Recorded data
--- START ---

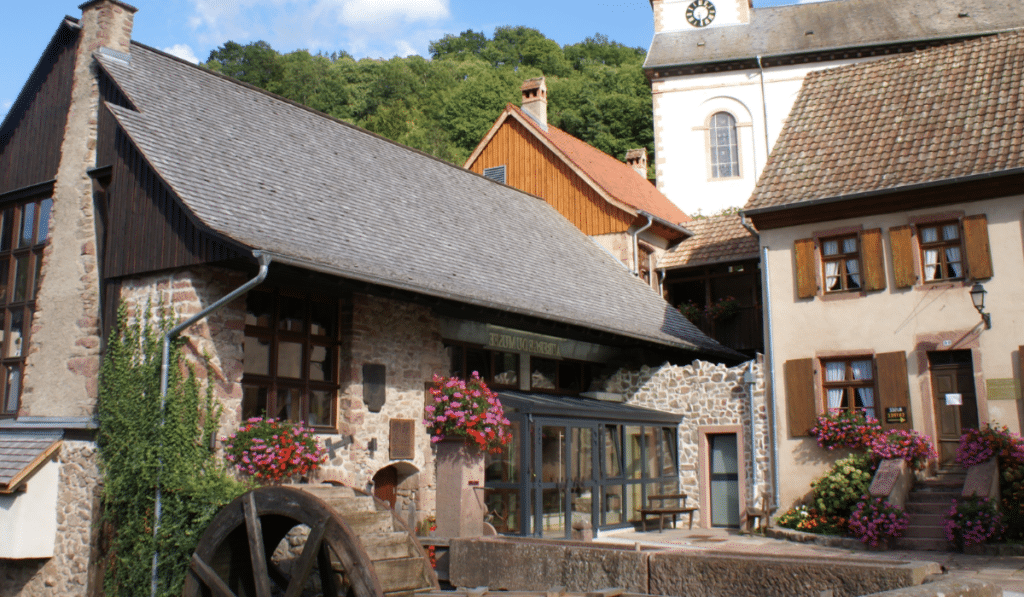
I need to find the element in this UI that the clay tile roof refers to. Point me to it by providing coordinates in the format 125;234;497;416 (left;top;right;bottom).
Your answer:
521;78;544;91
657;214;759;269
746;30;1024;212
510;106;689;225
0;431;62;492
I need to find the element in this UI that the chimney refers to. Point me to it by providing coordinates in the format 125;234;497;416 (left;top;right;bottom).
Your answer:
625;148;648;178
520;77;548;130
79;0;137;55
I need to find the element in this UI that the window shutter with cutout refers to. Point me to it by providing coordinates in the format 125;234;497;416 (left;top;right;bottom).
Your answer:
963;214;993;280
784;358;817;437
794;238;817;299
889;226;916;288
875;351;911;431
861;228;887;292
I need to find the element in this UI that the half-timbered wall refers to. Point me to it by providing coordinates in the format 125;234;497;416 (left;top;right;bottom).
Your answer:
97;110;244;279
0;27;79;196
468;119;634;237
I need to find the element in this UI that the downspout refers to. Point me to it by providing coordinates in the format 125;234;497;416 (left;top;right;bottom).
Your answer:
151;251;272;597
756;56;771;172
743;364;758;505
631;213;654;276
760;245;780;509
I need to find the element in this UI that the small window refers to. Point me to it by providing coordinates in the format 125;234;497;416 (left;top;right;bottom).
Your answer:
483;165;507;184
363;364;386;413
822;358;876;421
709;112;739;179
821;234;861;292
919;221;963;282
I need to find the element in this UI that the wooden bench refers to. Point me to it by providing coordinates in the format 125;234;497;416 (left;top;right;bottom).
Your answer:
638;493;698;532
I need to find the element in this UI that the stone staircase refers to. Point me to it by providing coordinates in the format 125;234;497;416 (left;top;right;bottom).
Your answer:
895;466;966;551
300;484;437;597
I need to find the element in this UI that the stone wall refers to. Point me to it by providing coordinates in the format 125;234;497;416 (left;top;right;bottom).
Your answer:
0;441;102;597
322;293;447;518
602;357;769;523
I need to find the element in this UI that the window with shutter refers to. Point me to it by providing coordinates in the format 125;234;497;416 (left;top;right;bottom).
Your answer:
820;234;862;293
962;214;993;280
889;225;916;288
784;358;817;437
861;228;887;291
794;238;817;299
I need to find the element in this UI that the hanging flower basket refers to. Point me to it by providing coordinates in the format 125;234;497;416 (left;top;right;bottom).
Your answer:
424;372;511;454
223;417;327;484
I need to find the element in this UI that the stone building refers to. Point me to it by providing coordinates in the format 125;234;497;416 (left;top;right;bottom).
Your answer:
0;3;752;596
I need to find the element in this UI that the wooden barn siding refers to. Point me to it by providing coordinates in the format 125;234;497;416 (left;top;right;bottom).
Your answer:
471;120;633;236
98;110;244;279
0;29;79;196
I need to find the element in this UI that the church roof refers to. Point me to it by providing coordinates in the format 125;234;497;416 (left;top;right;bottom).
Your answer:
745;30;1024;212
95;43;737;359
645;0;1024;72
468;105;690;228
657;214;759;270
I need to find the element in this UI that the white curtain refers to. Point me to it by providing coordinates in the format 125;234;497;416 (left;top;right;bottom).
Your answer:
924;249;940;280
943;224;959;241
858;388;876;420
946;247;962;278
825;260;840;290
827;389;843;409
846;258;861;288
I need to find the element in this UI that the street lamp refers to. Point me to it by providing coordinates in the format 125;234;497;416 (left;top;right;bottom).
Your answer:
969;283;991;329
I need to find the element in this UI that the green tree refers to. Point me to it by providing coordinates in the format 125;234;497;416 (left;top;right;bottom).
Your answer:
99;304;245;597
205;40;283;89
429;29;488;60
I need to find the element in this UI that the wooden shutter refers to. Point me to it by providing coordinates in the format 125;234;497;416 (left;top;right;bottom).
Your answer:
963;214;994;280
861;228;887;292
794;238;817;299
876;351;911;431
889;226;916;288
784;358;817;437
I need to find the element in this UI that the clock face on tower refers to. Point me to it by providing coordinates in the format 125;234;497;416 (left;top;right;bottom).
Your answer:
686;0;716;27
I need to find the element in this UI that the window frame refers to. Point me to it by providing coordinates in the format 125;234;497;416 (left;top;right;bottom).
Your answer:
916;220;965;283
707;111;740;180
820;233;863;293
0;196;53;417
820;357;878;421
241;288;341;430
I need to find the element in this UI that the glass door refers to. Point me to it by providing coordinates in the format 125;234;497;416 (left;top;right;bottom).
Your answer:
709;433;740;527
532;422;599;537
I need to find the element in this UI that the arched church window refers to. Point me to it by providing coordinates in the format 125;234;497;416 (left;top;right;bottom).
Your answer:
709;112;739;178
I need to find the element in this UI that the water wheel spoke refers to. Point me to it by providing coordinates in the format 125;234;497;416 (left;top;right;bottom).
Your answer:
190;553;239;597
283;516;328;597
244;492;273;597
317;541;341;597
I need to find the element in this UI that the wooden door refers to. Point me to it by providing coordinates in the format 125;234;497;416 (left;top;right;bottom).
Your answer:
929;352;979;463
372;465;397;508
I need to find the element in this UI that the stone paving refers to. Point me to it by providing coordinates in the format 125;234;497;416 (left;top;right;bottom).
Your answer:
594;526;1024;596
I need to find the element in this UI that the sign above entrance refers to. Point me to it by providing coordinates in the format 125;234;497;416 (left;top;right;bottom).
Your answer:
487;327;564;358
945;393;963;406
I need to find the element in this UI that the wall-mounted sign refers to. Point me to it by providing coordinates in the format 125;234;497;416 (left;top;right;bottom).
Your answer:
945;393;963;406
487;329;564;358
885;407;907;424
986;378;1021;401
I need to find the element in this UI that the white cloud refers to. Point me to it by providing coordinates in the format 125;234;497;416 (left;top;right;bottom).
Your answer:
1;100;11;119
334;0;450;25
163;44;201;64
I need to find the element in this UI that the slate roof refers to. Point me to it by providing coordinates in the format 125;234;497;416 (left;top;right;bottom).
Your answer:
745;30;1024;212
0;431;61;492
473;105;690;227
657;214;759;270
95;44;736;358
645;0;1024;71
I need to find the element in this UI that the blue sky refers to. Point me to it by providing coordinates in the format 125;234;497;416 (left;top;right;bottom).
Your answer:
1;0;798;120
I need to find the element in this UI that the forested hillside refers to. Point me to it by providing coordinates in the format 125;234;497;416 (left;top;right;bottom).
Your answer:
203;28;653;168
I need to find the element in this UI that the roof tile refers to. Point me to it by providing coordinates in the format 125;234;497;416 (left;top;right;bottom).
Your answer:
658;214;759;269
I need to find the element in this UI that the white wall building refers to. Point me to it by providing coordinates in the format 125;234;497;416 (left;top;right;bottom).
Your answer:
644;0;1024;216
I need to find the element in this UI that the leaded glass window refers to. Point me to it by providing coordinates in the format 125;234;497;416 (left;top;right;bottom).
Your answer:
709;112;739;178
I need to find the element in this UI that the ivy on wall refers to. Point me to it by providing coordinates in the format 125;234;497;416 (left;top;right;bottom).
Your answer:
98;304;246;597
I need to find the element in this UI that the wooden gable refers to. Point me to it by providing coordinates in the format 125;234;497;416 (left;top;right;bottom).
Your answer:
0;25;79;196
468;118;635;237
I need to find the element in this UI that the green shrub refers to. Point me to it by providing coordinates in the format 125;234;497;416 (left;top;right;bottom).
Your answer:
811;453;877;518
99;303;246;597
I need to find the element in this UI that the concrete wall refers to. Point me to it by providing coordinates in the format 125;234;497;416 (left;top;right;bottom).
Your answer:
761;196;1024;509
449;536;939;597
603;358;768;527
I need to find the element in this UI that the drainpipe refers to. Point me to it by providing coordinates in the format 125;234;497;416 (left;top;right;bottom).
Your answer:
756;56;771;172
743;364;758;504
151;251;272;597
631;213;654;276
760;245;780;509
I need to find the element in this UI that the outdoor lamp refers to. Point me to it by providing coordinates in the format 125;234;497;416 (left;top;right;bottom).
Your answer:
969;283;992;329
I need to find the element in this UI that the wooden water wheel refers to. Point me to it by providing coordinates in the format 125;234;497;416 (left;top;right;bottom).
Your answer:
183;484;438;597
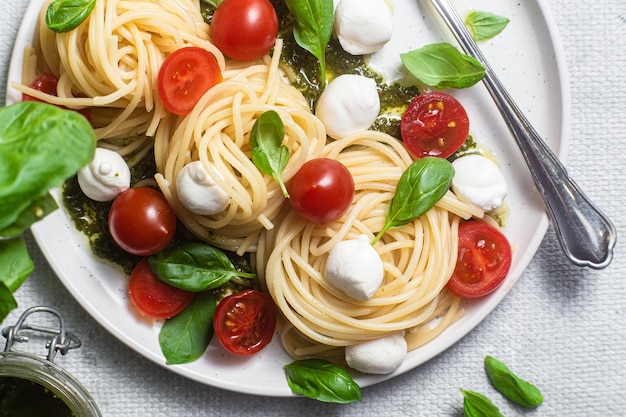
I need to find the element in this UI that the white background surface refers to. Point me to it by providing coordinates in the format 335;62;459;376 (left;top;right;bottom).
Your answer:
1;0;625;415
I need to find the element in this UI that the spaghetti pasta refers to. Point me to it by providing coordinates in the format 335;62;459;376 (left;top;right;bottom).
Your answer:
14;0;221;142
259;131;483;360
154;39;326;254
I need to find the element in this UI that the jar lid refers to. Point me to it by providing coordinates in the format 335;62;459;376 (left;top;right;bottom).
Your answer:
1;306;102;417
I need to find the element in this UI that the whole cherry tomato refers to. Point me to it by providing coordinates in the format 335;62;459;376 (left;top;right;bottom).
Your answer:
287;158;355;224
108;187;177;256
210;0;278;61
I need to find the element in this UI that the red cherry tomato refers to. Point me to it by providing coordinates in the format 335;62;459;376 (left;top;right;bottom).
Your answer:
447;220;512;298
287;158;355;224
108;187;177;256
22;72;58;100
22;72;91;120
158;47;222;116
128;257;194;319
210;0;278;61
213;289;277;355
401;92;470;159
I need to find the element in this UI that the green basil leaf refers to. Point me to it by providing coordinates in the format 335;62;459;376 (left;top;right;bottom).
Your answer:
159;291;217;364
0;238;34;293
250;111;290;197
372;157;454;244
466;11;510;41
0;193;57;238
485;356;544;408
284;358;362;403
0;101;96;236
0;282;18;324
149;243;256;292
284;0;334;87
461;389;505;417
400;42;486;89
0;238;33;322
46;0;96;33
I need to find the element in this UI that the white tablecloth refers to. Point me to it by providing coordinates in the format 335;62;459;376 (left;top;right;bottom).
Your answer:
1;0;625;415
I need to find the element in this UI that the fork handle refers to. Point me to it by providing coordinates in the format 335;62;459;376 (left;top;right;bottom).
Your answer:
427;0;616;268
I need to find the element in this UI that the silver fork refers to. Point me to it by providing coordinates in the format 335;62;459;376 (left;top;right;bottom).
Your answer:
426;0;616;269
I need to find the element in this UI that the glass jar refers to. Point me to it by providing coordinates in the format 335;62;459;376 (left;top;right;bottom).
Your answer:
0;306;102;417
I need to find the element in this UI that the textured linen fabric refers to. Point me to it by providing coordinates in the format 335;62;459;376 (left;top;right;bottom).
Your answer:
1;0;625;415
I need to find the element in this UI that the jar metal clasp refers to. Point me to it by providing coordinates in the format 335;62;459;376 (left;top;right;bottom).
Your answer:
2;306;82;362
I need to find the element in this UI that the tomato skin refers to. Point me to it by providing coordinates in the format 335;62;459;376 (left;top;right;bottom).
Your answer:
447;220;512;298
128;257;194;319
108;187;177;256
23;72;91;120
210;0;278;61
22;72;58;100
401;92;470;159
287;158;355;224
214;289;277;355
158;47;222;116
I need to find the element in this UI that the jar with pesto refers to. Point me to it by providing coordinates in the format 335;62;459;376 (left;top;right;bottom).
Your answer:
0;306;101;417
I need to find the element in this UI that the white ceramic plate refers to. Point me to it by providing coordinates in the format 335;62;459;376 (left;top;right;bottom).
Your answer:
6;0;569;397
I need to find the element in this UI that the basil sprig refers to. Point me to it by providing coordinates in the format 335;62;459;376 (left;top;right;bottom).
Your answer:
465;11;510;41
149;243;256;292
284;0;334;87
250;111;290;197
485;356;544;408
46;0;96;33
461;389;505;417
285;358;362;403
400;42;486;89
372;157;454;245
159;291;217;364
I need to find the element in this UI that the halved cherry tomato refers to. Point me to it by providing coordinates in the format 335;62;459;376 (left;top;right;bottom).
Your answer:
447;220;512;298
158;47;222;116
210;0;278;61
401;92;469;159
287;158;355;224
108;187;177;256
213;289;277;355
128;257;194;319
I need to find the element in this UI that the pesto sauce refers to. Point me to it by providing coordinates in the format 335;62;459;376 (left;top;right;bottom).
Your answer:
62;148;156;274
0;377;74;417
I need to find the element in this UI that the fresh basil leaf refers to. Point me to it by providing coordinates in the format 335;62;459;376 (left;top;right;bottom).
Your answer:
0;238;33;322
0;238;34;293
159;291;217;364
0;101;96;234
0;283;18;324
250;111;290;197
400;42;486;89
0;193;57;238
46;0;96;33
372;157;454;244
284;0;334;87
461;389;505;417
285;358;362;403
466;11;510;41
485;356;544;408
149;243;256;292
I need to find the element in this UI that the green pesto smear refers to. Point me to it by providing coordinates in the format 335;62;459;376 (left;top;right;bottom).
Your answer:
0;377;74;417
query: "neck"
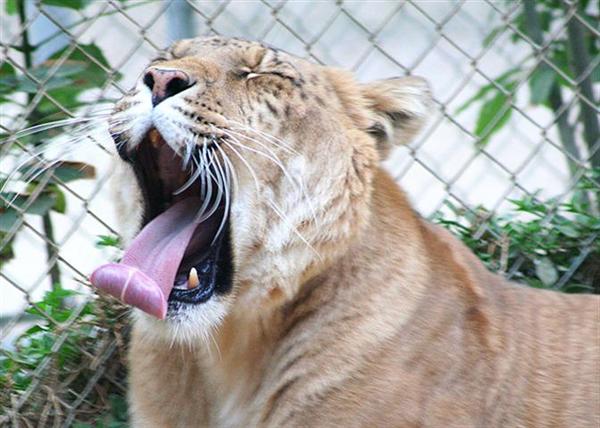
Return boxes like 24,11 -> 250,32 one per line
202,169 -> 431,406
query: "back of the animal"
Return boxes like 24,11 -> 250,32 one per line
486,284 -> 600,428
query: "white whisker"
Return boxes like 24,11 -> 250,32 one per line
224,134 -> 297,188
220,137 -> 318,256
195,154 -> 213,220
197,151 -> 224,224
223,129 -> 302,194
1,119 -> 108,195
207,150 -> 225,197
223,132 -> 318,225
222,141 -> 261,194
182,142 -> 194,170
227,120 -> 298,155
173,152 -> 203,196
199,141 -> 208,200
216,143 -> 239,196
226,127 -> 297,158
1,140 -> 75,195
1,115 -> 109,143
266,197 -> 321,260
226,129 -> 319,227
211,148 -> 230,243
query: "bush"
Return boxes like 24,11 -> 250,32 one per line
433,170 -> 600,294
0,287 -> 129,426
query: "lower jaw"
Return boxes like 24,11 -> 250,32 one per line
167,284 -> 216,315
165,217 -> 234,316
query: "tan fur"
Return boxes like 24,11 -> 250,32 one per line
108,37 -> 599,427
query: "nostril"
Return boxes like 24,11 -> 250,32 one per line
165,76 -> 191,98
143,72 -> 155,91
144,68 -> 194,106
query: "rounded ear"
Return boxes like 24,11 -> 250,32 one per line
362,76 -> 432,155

--- END ---

(Task statement) Find the lines in the entries above where "query" occurs, and copy each of them.

(Result of this task)
query: "neck"
query: "back of the animal"
query: "white whisker"
query: "bush"
query: "lower jaw"
query: "tan fur"
query: "nostril"
query: "rounded ear"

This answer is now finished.